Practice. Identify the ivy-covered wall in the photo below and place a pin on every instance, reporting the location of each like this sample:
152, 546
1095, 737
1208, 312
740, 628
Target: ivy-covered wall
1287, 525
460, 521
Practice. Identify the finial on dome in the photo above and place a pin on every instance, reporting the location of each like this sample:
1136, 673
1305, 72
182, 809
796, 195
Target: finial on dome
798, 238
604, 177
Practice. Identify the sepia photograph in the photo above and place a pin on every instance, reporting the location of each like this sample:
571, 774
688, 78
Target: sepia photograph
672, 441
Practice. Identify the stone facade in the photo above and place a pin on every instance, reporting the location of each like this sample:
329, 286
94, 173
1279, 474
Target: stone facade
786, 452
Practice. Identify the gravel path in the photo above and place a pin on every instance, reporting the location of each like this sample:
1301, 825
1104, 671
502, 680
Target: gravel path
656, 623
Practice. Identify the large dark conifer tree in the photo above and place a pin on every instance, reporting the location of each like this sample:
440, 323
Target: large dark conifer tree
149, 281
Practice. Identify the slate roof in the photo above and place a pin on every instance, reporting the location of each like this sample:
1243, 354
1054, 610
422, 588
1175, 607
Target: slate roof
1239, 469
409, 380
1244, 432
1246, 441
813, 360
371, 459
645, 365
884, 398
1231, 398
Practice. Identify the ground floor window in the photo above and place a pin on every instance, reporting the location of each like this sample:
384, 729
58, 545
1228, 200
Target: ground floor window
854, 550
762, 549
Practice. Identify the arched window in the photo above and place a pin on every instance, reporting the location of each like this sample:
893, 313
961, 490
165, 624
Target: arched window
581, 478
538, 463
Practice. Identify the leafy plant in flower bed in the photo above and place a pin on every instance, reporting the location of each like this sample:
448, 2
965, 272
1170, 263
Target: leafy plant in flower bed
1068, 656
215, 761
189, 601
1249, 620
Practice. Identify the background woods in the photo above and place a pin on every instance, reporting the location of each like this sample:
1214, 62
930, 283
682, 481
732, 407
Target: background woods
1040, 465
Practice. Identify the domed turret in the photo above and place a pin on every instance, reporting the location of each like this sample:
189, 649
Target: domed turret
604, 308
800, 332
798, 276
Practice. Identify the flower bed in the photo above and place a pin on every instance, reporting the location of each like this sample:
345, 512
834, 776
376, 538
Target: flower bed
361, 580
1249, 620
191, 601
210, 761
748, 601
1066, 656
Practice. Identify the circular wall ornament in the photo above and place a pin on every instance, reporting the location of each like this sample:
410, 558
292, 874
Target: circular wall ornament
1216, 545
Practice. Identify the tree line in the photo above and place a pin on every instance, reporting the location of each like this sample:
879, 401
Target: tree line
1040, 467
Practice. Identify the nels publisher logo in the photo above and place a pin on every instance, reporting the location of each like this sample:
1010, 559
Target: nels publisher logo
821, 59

● ● ● ● ●

From the preceding material, extract every line exactly.

Final result:
Practice. Identify the ivy-covered wall in the photo below and place a pin on every instance, reporting the location of each like this sample:
152, 546
1095, 737
1208, 312
740, 628
Target: ivy-covered wall
1287, 525
460, 521
Practice. Identify the finial on dome in the photo above and place a pin on every instance, reporting the location of each like this sample:
1136, 673
1305, 72
182, 809
796, 195
Target: finial on dome
798, 238
604, 177
Practice. Identify the sepia photograph in the photo above and place a pin on every instance, reporting the location of each like this sample:
571, 774
688, 78
Target: sepia photograph
672, 441
Practice. Identify the stone facade in the photo above and place a pin on every instance, reporting the location of each like this sample:
329, 286
94, 173
1279, 474
Target: stone facade
786, 452
Practice. Identify the gravel path in the photo above and place a pin on every instance, reporting the location of each like this sample:
1301, 825
1104, 671
502, 680
Target: gravel path
656, 623
Practice. Identify the large dark conifer tree in the photo above and place a pin on every instance, reporting the location of each like this sample:
440, 323
Target: large dark conifer tree
149, 281
Practice. Identify the slate roof in the photo above and place a pin on every instance, reporting the location of each like this sample:
1243, 354
1054, 610
422, 588
1175, 607
Target: slate roof
1239, 469
409, 380
1244, 432
1246, 441
813, 360
371, 459
645, 365
884, 398
1231, 398
Practice. Identify the ground floor window in the photo above and place a pin on every instance, reporting the location of each like this sample:
384, 729
58, 545
1228, 200
Target: ground floor window
854, 550
762, 549
Practice. Identify the arched window in the photo above and place a pin on every instance, reporting the location of each like this sample:
893, 313
961, 490
165, 624
Target: arched window
581, 478
538, 463
Practice. Identify the leafy plant in flower bed in the photo above and place a pin on every instance, reporting the location of each like this sample:
448, 2
965, 272
1170, 263
Target: leafy plant in flower bed
1068, 656
215, 761
189, 601
1249, 620
Practice. Identify the background woods in the photo above and place a pin on every instance, reporting the location of each like this sample:
1214, 62
930, 283
682, 481
732, 407
Target: background woods
1040, 465
Practice. Identify the domed turret in the photo above and place a pin on every instance, reporting the location of each like this sample:
189, 649
Target: domed turret
604, 308
800, 332
798, 276
Practice. Identify the flower bed in the photo above and place a pin on every instance, reporting the location of each like this sample:
345, 512
834, 776
376, 538
Target: flower bed
361, 580
1249, 620
191, 601
210, 761
748, 601
1066, 656
Practice. Identify the circular wall ornament in the photo above and place a pin on every instance, reporting the location of each like this sample:
410, 558
292, 874
Target: circular wall ornament
1216, 545
Practice. Identify the tree line in the photo above and place a pin on every instance, reporting the location of each like this sample:
879, 401
Target: tree line
1040, 467
Practice. Identify the nels publisher logo in the photo above and place a pin on every instance, reporting the location of each like this sample:
1010, 559
Target: nels publisher logo
821, 59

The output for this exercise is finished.